** SOURCE INFORMATION follows **

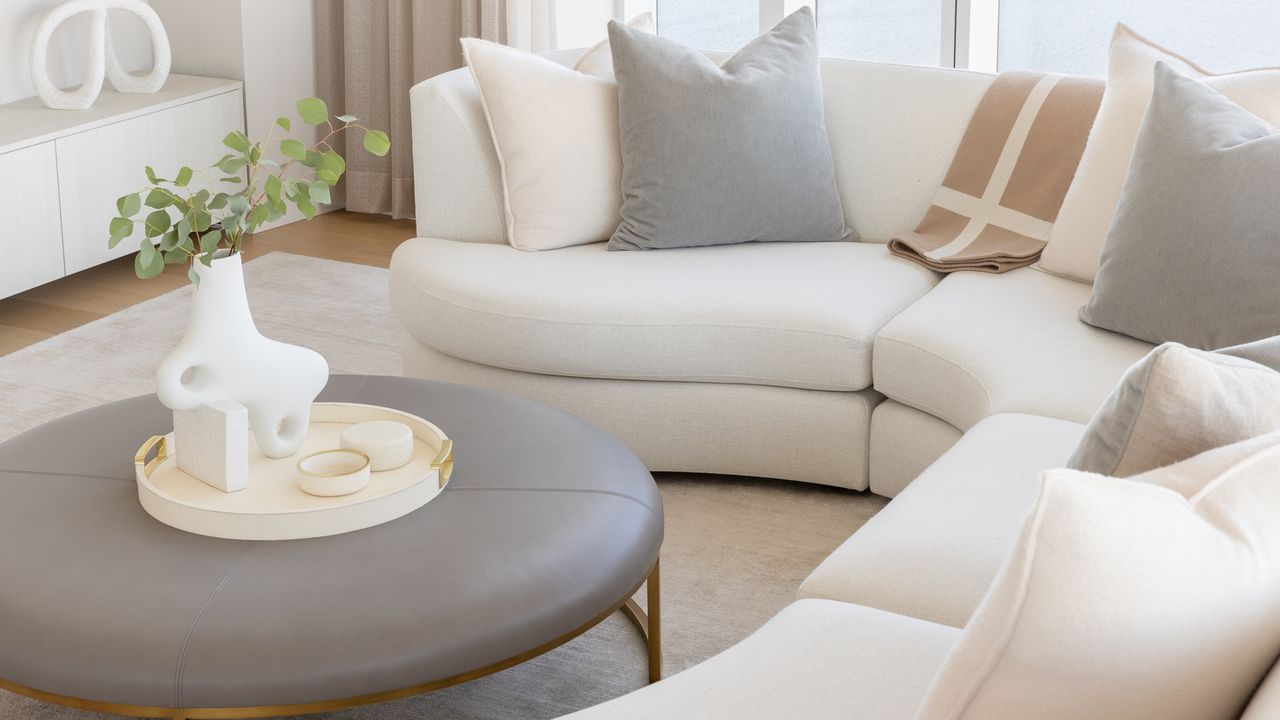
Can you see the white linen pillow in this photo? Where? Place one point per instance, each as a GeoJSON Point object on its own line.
{"type": "Point", "coordinates": [1075, 245]}
{"type": "Point", "coordinates": [556, 133]}
{"type": "Point", "coordinates": [1146, 597]}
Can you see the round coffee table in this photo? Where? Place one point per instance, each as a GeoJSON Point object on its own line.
{"type": "Point", "coordinates": [547, 527]}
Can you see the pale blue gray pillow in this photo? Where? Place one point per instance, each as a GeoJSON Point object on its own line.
{"type": "Point", "coordinates": [1193, 253]}
{"type": "Point", "coordinates": [717, 155]}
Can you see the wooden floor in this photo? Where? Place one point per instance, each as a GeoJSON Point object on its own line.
{"type": "Point", "coordinates": [50, 309]}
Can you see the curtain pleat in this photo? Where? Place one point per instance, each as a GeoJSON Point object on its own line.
{"type": "Point", "coordinates": [370, 53]}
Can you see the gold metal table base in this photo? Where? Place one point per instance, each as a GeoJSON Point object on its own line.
{"type": "Point", "coordinates": [648, 624]}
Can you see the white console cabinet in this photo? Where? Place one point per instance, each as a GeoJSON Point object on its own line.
{"type": "Point", "coordinates": [60, 171]}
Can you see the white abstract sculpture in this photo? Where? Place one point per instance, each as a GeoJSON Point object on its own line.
{"type": "Point", "coordinates": [224, 356]}
{"type": "Point", "coordinates": [103, 60]}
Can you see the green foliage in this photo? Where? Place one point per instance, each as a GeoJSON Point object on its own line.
{"type": "Point", "coordinates": [191, 217]}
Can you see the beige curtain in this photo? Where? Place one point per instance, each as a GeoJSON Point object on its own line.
{"type": "Point", "coordinates": [370, 53]}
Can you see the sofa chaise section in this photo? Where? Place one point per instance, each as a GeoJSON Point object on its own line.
{"type": "Point", "coordinates": [748, 360]}
{"type": "Point", "coordinates": [816, 660]}
{"type": "Point", "coordinates": [933, 551]}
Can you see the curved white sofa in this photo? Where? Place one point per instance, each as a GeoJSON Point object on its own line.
{"type": "Point", "coordinates": [827, 363]}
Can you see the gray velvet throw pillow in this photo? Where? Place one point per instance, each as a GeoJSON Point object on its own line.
{"type": "Point", "coordinates": [1193, 251]}
{"type": "Point", "coordinates": [718, 155]}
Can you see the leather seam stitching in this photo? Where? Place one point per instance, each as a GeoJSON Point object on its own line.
{"type": "Point", "coordinates": [186, 643]}
{"type": "Point", "coordinates": [571, 491]}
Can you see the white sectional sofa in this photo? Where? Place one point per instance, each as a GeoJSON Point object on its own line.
{"type": "Point", "coordinates": [826, 363]}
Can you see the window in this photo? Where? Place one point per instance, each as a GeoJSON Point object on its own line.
{"type": "Point", "coordinates": [1065, 36]}
{"type": "Point", "coordinates": [709, 24]}
{"type": "Point", "coordinates": [1072, 36]}
{"type": "Point", "coordinates": [897, 31]}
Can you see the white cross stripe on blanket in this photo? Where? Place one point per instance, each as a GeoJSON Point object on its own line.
{"type": "Point", "coordinates": [987, 209]}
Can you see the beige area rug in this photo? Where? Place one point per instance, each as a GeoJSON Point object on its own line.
{"type": "Point", "coordinates": [735, 551]}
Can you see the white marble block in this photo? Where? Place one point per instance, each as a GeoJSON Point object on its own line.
{"type": "Point", "coordinates": [213, 443]}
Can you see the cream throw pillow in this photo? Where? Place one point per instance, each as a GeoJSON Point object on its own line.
{"type": "Point", "coordinates": [1150, 597]}
{"type": "Point", "coordinates": [1176, 402]}
{"type": "Point", "coordinates": [1075, 245]}
{"type": "Point", "coordinates": [556, 132]}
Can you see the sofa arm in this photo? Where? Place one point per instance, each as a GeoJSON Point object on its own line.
{"type": "Point", "coordinates": [457, 182]}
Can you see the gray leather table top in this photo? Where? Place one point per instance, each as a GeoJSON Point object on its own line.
{"type": "Point", "coordinates": [547, 523]}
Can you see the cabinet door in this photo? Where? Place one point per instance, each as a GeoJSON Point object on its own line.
{"type": "Point", "coordinates": [99, 165]}
{"type": "Point", "coordinates": [31, 238]}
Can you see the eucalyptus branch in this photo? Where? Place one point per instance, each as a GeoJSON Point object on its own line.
{"type": "Point", "coordinates": [210, 220]}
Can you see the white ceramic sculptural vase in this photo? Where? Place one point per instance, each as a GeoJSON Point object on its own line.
{"type": "Point", "coordinates": [224, 356]}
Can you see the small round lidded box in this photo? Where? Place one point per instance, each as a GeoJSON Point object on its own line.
{"type": "Point", "coordinates": [389, 445]}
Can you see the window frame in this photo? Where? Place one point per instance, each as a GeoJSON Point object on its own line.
{"type": "Point", "coordinates": [970, 28]}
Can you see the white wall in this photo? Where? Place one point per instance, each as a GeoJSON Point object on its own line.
{"type": "Point", "coordinates": [581, 23]}
{"type": "Point", "coordinates": [67, 50]}
{"type": "Point", "coordinates": [270, 45]}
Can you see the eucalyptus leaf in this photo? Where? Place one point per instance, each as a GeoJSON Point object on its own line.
{"type": "Point", "coordinates": [159, 199]}
{"type": "Point", "coordinates": [156, 223]}
{"type": "Point", "coordinates": [120, 229]}
{"type": "Point", "coordinates": [129, 205]}
{"type": "Point", "coordinates": [209, 241]}
{"type": "Point", "coordinates": [312, 110]}
{"type": "Point", "coordinates": [169, 240]}
{"type": "Point", "coordinates": [293, 149]}
{"type": "Point", "coordinates": [376, 142]}
{"type": "Point", "coordinates": [236, 140]}
{"type": "Point", "coordinates": [320, 192]}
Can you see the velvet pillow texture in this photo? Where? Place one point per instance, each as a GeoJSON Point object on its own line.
{"type": "Point", "coordinates": [1194, 247]}
{"type": "Point", "coordinates": [1176, 402]}
{"type": "Point", "coordinates": [718, 155]}
{"type": "Point", "coordinates": [1075, 245]}
{"type": "Point", "coordinates": [556, 133]}
{"type": "Point", "coordinates": [1148, 597]}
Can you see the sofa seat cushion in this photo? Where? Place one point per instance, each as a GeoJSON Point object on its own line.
{"type": "Point", "coordinates": [936, 548]}
{"type": "Point", "coordinates": [814, 660]}
{"type": "Point", "coordinates": [796, 314]}
{"type": "Point", "coordinates": [981, 343]}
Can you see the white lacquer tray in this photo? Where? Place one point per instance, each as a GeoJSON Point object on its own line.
{"type": "Point", "coordinates": [273, 506]}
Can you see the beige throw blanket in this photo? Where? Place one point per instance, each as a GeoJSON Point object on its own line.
{"type": "Point", "coordinates": [1001, 195]}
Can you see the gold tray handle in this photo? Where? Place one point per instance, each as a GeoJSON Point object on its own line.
{"type": "Point", "coordinates": [443, 463]}
{"type": "Point", "coordinates": [158, 443]}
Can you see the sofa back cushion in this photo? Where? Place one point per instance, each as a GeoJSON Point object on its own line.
{"type": "Point", "coordinates": [892, 132]}
{"type": "Point", "coordinates": [1146, 597]}
{"type": "Point", "coordinates": [1266, 701]}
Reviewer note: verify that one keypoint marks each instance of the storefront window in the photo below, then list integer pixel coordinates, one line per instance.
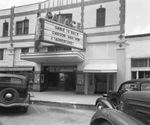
(139, 62)
(80, 79)
(140, 74)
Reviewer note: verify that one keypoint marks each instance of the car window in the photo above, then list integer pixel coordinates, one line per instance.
(10, 80)
(129, 87)
(145, 87)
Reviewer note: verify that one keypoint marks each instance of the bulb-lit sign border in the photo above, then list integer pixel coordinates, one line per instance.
(53, 32)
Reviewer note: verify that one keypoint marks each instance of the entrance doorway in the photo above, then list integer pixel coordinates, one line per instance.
(67, 81)
(53, 81)
(61, 81)
(100, 83)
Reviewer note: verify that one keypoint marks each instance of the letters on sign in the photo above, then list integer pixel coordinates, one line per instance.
(58, 18)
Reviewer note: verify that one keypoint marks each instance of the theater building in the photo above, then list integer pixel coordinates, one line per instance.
(65, 45)
(138, 56)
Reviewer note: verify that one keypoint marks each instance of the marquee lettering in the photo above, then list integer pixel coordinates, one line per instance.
(58, 19)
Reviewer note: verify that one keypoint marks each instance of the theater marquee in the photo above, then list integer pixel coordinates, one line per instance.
(51, 31)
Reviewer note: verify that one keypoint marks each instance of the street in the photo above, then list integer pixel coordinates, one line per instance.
(46, 115)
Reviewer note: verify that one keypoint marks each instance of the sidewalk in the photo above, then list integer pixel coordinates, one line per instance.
(70, 99)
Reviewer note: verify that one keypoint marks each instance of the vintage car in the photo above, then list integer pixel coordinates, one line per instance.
(132, 85)
(14, 91)
(134, 110)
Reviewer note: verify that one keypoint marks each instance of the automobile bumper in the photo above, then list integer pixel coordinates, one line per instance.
(24, 103)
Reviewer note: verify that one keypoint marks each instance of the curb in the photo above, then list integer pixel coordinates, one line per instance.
(64, 105)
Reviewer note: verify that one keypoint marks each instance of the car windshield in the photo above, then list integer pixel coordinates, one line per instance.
(10, 80)
(145, 87)
(129, 87)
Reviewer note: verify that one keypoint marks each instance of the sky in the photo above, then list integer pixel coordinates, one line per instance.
(137, 20)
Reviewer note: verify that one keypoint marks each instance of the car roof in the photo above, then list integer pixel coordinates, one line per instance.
(12, 75)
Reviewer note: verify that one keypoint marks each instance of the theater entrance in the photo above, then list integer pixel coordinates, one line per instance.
(61, 81)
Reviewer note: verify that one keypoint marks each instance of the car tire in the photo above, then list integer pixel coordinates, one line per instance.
(106, 123)
(12, 92)
(99, 106)
(24, 109)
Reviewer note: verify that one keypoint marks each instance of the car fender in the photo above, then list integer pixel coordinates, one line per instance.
(113, 117)
(105, 103)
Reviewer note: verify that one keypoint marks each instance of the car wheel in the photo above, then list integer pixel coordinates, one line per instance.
(24, 109)
(9, 95)
(99, 106)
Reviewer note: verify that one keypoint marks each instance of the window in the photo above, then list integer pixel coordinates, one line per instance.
(145, 87)
(24, 50)
(64, 16)
(5, 29)
(139, 63)
(10, 80)
(22, 27)
(1, 54)
(100, 17)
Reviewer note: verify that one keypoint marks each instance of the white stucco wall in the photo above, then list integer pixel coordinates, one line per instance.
(112, 14)
(137, 48)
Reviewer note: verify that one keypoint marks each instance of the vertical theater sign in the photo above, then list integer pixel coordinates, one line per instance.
(52, 30)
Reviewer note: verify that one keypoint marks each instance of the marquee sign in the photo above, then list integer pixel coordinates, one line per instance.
(50, 31)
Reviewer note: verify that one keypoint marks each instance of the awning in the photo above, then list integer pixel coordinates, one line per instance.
(53, 58)
(16, 68)
(100, 68)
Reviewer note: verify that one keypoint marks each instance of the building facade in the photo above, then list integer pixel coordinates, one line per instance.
(97, 68)
(138, 56)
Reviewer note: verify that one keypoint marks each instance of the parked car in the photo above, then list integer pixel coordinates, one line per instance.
(14, 91)
(114, 96)
(134, 110)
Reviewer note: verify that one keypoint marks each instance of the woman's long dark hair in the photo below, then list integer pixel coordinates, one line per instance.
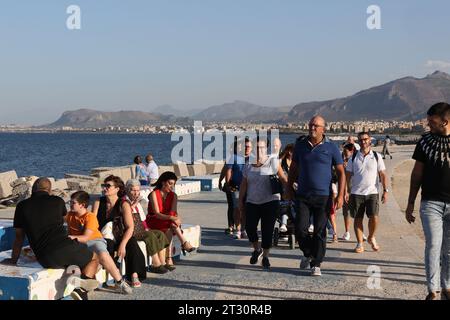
(118, 182)
(166, 176)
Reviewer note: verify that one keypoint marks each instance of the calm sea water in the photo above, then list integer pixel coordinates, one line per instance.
(54, 154)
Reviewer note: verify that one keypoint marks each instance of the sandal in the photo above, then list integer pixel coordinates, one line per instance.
(169, 266)
(135, 283)
(335, 238)
(374, 244)
(359, 248)
(186, 247)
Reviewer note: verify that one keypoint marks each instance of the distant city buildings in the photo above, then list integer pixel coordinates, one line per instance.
(337, 127)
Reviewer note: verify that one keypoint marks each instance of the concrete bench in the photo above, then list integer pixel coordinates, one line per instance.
(6, 178)
(30, 281)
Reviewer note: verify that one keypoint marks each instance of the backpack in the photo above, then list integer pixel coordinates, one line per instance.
(375, 154)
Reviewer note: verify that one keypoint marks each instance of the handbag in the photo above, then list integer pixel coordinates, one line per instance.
(276, 185)
(118, 227)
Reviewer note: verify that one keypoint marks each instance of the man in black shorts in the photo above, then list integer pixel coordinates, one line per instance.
(41, 219)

** End of SOURCE INFORMATION **

* PROBLEM REQUIREMENTS: Would you repeat the lines from the one containing "of the sandal" through the end of the data, exactly, with nothing before or after them?

* SOLUTION FOR THIS PROBLEM:
Reviewer note: verify that one keypoint marks each instance of the sandal in the photo above, then list integer pixel coordinates, one line per instance.
(169, 266)
(135, 283)
(335, 238)
(374, 244)
(359, 248)
(186, 247)
Reviewer note: verify that one keypoint marks each instance of the distant city buildings in the photo above, then list integer pixel coordinates, one line per instance.
(337, 127)
Reviewer note: verify that one keypoint marks each instance of the concrete bench in the photo above, then list integer pixel coordinates, one line per instance.
(6, 178)
(30, 281)
Reviewer note: verify that one keypoint marks each instance of the backpack in the photo above, then list integer pixel coordinates, one line per instance.
(375, 154)
Reviewer note: verify that one keypoint marks each instance of the handbag in the photo above, then list integer pixel coordinates, one line per instance.
(276, 185)
(118, 227)
Reviewer note: verify that one keypoint marks each instance of the man in black shorts in the photo above, then list integer pixel coordinates, one line per instance.
(41, 219)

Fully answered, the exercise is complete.